— Source passage —
_ _ _ _ _
Fiber based job system

Ever since I saw Christian Gyrling’s very inspiring talk “Parallelizing the Naughty Dog Engine Using Fibers” at GDC 2015 I’ve wanted to try something similar. It has been a constant item on my TODO list for the last two years but somehow I’ve never found the time to do anything about it.

Last Monday we took the first steps of breaking down and starting to build the foundation library for our new project. We knew we wanted an efficient and easy to use job system as our ambition is that all code will run as jobs; there shouldn’t be any special controller/main threads or similar. Everything after the initial system boot-up code should be executed and scheduled through the job system.

To achieve that, the job system has to be easy to use. Being able to yield in the middle of some code when waiting for another job to complete and then recover execution without having to do lots of manual bookkeeping is key; Fibers solves exactly that.

A fiber is essentially a lightweight cooperative thread, i.e. it never gets preempted by the OS. It is the fibers’ responsibility to yield themselves to run another fiber. The Windows SDK has built-in fiber support. On other platforms you can implement fibers through longjmp or explicit stack switching assembly instructions.

There are lots of information about fibers on the internet so I won’t go into great detail in this post. (Christian does a great introduction to them in his presentation which is available for free on the GDC Vault.) Instead I wanted to show you what the current API for our new job system looks like and talk a bit about how it works on the inside:

struct tm_jobdecl_t
    void (*task)(void *data);
    void *data;

struct tm_atomic_counter_t;

struct tm_job_manager_i
    void (*run_jobs)(struct tm_jobdecl_t *jobs, uint32_t num_jobs, tm_atomic_counter_t **counter);
    void (*wait_for_counter)(tm_atomic_counter_t *counter, uint32_t value);
    // Use wait_for_counter_no_fiber when running jobs from a thread not part of the fiber system -- discuss: should this even be allowed?
_ _ _ _ _
— Information shown —
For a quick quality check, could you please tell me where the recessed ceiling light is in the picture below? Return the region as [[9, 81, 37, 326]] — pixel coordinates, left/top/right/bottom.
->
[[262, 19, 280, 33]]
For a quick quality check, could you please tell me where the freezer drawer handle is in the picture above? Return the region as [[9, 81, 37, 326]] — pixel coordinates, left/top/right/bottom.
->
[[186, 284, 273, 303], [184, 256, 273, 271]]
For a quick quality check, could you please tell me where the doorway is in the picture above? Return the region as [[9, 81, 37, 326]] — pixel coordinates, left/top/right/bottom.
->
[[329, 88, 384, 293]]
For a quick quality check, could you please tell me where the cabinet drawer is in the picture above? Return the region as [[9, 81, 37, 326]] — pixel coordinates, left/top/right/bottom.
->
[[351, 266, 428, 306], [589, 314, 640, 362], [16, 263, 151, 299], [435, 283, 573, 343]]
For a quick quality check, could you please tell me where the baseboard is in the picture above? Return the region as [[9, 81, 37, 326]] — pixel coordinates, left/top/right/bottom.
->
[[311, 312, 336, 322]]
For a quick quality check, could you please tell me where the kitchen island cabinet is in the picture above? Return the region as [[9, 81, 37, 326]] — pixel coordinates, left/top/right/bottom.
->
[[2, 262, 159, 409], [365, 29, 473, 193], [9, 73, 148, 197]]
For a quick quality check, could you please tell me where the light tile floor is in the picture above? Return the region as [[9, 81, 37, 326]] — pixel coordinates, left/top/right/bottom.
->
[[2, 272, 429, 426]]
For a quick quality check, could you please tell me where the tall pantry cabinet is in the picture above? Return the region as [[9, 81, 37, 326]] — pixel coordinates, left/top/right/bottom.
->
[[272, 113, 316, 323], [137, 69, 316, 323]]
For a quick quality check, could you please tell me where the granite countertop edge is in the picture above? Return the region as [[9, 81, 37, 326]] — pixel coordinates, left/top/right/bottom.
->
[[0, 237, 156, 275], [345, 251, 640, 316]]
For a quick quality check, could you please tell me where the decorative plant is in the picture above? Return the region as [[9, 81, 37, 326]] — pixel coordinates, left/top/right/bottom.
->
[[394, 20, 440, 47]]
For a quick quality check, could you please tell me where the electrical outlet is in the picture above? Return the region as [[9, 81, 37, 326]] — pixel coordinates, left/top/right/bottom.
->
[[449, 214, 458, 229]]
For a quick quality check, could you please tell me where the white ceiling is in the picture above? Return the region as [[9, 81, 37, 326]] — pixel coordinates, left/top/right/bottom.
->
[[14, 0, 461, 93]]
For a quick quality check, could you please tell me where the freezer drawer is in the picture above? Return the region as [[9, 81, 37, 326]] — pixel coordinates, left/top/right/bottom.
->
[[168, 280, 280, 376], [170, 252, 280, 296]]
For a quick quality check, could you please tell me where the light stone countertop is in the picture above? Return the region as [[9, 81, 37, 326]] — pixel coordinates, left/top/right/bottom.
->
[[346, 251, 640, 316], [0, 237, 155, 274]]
_ _ _ _ _
— Complete the following —
1. For each statement, decide whether the fiber job system text supports it, answering yes or no and quoting the words that settle it.
(a) The OS can preempt a fiber.
(b) The Windows SDK supports fibers without extra work.
(c) The new project is planned to have a dedicated main thread that controls the other work.
2. Turn the paragraph of the fiber job system text that opens with "A fiber is essentially" into a short bulleted list that keeps its main facts.
Work solely from the fiber job system text.

— Solutions to the problems —
1.
(a) No: "it never gets preempted by the OS"
(b) Yes: "The Windows SDK has built-in fiber support."
(c) No: "there shouldn’t be any special controller/main threads or similar"

2.
- A fiber is a lightweight cooperative thread that the OS never preempts.
- Each fiber must yield itself so that another fiber can run.
- The Windows SDK has built-in fiber support.
- On other platforms, fibers can be implemented with longjmp or with explicit stack-switching assembly instructions.